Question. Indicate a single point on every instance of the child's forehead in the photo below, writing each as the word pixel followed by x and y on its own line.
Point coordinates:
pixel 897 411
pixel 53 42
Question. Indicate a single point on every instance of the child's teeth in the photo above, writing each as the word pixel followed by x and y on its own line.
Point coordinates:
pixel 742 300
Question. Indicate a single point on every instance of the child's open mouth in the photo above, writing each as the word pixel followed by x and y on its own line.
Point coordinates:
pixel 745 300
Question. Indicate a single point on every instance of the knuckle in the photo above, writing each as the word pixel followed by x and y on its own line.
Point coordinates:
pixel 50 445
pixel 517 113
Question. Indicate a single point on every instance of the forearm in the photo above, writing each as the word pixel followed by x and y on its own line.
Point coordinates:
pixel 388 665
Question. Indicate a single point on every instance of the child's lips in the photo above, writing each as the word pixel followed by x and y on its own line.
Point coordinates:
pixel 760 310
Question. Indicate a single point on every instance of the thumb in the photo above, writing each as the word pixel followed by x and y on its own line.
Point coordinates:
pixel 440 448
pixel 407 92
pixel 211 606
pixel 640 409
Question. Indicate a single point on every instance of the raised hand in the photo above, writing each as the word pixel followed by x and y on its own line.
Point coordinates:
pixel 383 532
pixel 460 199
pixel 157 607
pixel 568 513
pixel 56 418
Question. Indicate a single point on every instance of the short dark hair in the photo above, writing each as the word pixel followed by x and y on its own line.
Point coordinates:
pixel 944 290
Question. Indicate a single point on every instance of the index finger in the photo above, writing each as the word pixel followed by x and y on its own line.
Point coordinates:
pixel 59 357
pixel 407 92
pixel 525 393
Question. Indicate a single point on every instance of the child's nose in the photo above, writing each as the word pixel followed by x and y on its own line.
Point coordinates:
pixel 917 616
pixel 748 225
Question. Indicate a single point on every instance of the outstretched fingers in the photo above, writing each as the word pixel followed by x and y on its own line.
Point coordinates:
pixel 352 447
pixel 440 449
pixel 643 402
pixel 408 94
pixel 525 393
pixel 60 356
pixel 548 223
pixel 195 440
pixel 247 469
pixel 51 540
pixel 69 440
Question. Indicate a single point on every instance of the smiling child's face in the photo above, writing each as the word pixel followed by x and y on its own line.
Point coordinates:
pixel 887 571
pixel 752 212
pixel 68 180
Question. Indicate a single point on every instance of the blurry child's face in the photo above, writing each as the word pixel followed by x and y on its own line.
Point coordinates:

Request:
Copy the whole listing above, line for line, without changing anything.

Result of this task:
Question. Indicate a single point on every instance of the child's forehead in the photo below, writing each as the word pixel followed by x and y on its own line.
Point coordinates:
pixel 897 411
pixel 53 42
Question. Indicate a single point on every instance of the child's teeth in the photo above, writing each as the word pixel followed by x and y on its own line.
Point coordinates:
pixel 742 300
Question. Indicate a single point on every instance of the child's open mouth in the photo above, writing each as the word pixel followed by x and y on its own line.
Point coordinates:
pixel 745 300
Question. Indicate a single point on every instance of the knuckle in the photo above, writing each as the word pixel followed by x and y on its own line.
Point coordinates:
pixel 50 445
pixel 517 113
Question. Indicate a single point on every instance of the forearm in the photo above, writing each as the word pixel followed by x and y on its own line.
Point coordinates:
pixel 388 665
Question. Indicate a single point on every instance of the child's lips in the photo above, writing each as the word pixel followed by x and y on its own line.
Point coordinates:
pixel 760 310
Question. Indicate a single point on every instance of the thumb in the photo above, writing each as the word pixel followed by x and y on its own line.
Point coordinates:
pixel 440 448
pixel 407 92
pixel 211 606
pixel 640 409
Question. Indicate a single point on every instance of the raised hand in the photo above, writing each as the word pixel followed by x and y on its own line.
Point coordinates:
pixel 383 532
pixel 460 199
pixel 157 607
pixel 568 513
pixel 56 418
Question. Indicate a single point on every instance of the short dark hair in the photo above, writing each as the word pixel followed by x and y on its own line.
Point coordinates:
pixel 944 290
Question. Indicate a single point on every instance of the index finger in the photo above, writing each as the word pixel followed by x and y on its own line.
Point coordinates:
pixel 59 357
pixel 407 92
pixel 525 393
Question. Indicate a single point on every instance of the child's nose in the photo above, writing each as the word pixel followed by x and y on its own line.
Point coordinates:
pixel 917 616
pixel 748 225
Question. Indicate a single point on every instance of the outstretched fingers in the photo above, writing each as the word pixel followed by x and y on its own line.
Point coordinates:
pixel 352 447
pixel 440 449
pixel 643 402
pixel 408 94
pixel 525 393
pixel 60 356
pixel 548 223
pixel 195 440
pixel 247 469
pixel 51 540
pixel 69 440
Question. Indicate a single point on every instance of the smiling child's face in the photo above, writing each as the word pixel followed by x and y on its own line.
Point coordinates:
pixel 887 571
pixel 752 212
pixel 68 180
Question. Indicate a single point on every instance of the blurry child's face in the photo above, writing each as the word pixel followed by x and y on its own line.
Point coordinates:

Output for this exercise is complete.